## 提供的文章
....................

您的位置:首页 > 理论基础 > 计算机网络

Avro 序列化操作原理与应用

2017-04-12 00:00 351 查看
摘要: hadoop-Avro笔记 ,文档中所示例的项目的地址 https://git.oschina.net/weiwei02/WHadoop

Avro 序列化操作原理与应用

内存中的序列化与反序列化

Avro 提供了序列化与反序列化API,通过这些API我们可以很方便的将 Avro 集成到现有的系统.
Avro的序列化不同于json,其更重视数据在网络上传输的性能,传输过程中忽略了数据的可读性。当然Avro也支持像json一样的key value传输。Avro提供了两种方式进行数据的序列化与反序列化,根据不同的使用场景可以任由我们选择。下面通过Avro使用通用和特殊两种API进行数据的序列化与反序列化的两个例子来探究其原理与应用。

通用 API

 使用通用API我们可以不必创建相应的java对象,就像操作Map一样,只需要知道需要操作的数据的key和value.甚至可以对已有的schema进行分析动态的得出我们所需要的数据结构.

....................

## 给定数据

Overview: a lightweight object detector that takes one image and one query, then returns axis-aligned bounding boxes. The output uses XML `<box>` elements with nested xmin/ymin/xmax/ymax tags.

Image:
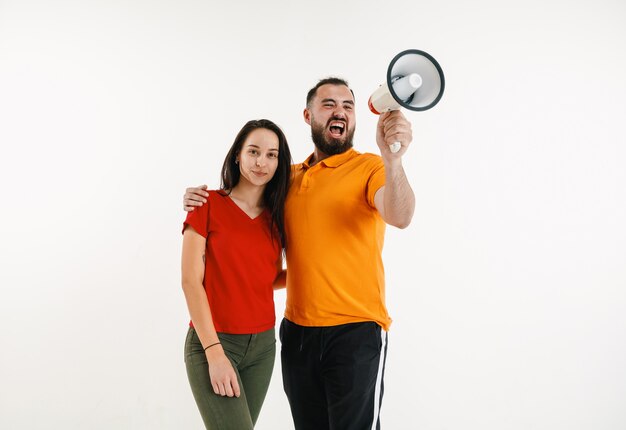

....................

这篇讲 Avro 序列化的文章里说,跟 json 比起来,Avro 的序列化更看重什么?

## 参考答案
更看重数据在网络上传输的性能。